### WORK ITEM
Resume the issue report about slow kubelet I/O during pod startup, writing on from its final sentence.

### DOCUMENT EXTRACT
........

Potentially lengthy I/O by kubelet during pod startup needs to be visible to the user

Question

Potentially lengthy I/O by kubelet during pod startup needs to be visible to the user

roy-work opened this issue 15 days ago · comments

What happened?

For example, we had a pod which had:

 securityContext:
   fsGroup: 1001
   runAsGroup: 1001
   runAsUser: 1001

This — unbeknownst to us for quite some time — led to the pod taking hours to start, with it being otherwise apparently stuck in Pending.

Now, in this particular example, the "root" cause is that the fsGroup there, combined with fsGroupChangePolicy: Always — which is the default, and unspecified by us here — causes the kubelet, prior to starting the pod's containers, to recursively chown the Pod's volumes to the GID in fsGroup. This is a potentially enormous piece of I/O, as in our case, where it took hours. (The volume in question had 2.1M files on it!)

What did you expect to happen?

A clear way to tell why a pod is not transitioning out of Pending in a timely manner. A simple event in the describe pod output for the pod would have done it.

How can we reproduce it (as minimally and precisely as possible)?

Have a volume w/ ~2M files, and an fsGroup.

Anything else we need to know?

The same thing goes for pod termination, too. For example, see this bug, which is full of people who cannot determine why a pod isn't capable of termination. Sadly, that bug was never addressed, and was dismissed with:

there are a lot of different issues being discussed in this thread. There are many possible reasons why a Pod could get stuck in terminating. We know this is a common issue with many possible root causes!

........

### GIVEN INFORMATION
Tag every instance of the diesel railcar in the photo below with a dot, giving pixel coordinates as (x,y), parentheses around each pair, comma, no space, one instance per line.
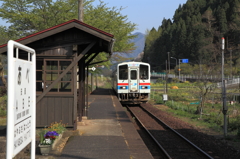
(131,82)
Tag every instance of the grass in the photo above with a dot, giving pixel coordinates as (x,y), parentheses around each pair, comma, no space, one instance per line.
(181,103)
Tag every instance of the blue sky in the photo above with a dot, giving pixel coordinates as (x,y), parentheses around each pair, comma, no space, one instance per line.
(145,13)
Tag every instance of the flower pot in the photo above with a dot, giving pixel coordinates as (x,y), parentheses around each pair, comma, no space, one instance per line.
(45,149)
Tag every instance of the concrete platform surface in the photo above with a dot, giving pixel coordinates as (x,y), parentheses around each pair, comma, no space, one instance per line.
(107,133)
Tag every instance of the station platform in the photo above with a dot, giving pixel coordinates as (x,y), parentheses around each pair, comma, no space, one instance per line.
(107,133)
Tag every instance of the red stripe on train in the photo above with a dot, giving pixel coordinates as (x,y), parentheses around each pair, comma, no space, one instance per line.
(122,84)
(144,83)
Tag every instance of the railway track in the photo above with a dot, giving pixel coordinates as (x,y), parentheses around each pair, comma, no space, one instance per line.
(171,143)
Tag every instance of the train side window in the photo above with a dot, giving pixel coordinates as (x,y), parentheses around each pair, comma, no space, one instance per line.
(144,72)
(133,74)
(123,72)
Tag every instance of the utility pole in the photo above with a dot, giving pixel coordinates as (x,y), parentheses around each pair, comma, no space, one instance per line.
(80,10)
(225,108)
(168,63)
(166,78)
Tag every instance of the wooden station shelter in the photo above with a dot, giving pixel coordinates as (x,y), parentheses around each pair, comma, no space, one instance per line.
(62,54)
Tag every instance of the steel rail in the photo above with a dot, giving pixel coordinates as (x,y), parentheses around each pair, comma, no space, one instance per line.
(196,147)
(159,145)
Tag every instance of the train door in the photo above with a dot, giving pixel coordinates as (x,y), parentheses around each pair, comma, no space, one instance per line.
(133,83)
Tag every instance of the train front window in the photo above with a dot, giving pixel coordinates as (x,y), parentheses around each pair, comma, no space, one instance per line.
(144,73)
(133,74)
(123,72)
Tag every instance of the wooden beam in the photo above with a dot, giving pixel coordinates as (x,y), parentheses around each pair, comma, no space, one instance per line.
(66,70)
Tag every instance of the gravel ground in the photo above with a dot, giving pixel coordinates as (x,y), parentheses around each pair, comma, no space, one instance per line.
(214,145)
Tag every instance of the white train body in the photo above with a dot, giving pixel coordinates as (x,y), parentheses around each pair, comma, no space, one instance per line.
(131,82)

........

### RESULT OF THIS EXERCISE
The same pod (large volume + fsGroup) is also failing to terminate cleanly; hence I stumbled into that bug. And similarly, there is no output in describe pod as to why the pod isn't making progress. Users of Kubernetes need to be able to tell what operations are pending against a pod that the kubelet is still working on, that prevent it from transitioning, e.g., to Terminated or to CreatingContainer, etc.

Cf. Azure/AKS#3865

Cf. Azure/AKS#3681

We didn't have someone who knew this particular facet of k8s by heart on hand, and thus spent years dealing with this. Azure's support spent years with this too, similarly making little to no progress. (Until that issues 3865 above finally cracked the case.) That is what makes a useful diagnostic all the more important: to clue the user in on this default behavior that is probably the right thing for most use cases, but not something the user ever asked for, and thus, not something they're going to guess.

Kubernetes version

$ kubectl version
# paste output here

Cloud provider

Azure (AKS), GCP (GKE)

OS version

GKE:

(We've since left Azure/AKS for this, mostly. But given that we have replicated the behavior on GKE, I'm pretty sure the linked bug is correct in that this is base k8s behavior, not specific to a vendor's implementation.)

# cat /etc/lsb-release
CHROMEOS_AUSERVER=https://tools.google.com/service/update2
CHROMEOS_BOARD_APPID={76E245CF-C0D0-444D-BA50-36739C18EB00}
CHROMEOS_CANARY_APPID={90F229CE-83E2-4FAF-8479-E368A34938B1}
CHROMEOS_DEVSERVER=
CHROMEOS_RELEASE_APPID={76E245CF-C0D0-444D-BA50-36739C18EB00}
CHROMEOS_RELEASE_BOARD=lakitu
CHROMEOS_RELEASE_BRANCH_NUMBER=66
CHROMEOS_RELEASE_BUILD_NUMBER=17800
CHROMEOS_RELEASE_BUILD_TYPE=Official Build
CHROMEOS_RELEASE_CHROME_MILESTONE=109
CHROMEOS_RELEASE_DESCRIPTION=17800.66.78 (Official Build) stable-channel lakitu
CHROMEOS_RELEASE_KEYSET=v10
CHROMEOS_RELEASE_NAME=Chrome OS
CHROMEOS_RELEASE_PATCH_NUMBER=78
CHROMEOS_RELEASE_TRACK=stable-channel
CHROMEOS_RELEASE_VERSION=17800.66.78
DEVICETYPE=OTHER
GOOGLE_RELEASE=17800.66.78
HWID_OVERRIDE=LAKITU DEFAULT

Install tools

Container runtime (CRI) and version (if applicable)

containerd://1.7.10

Related plugins (CNI, CSI, ...) and versions (if applicable)

Lubomir I. Ivanov commented 8 days ago

/sig node

Kubernetes Prow Robot · Answer 1 · Thu May 09 2024 05:59:48 GMT+0800 (China Standard Time)

This issue is currently awaiting triage.

If a SIG or subproject determines this is a relevant issue, they will accept it by applying the triage/accepted label and provide further guidance.

The triage/accepted label can be added by org members by writing /triage accepted in a comment.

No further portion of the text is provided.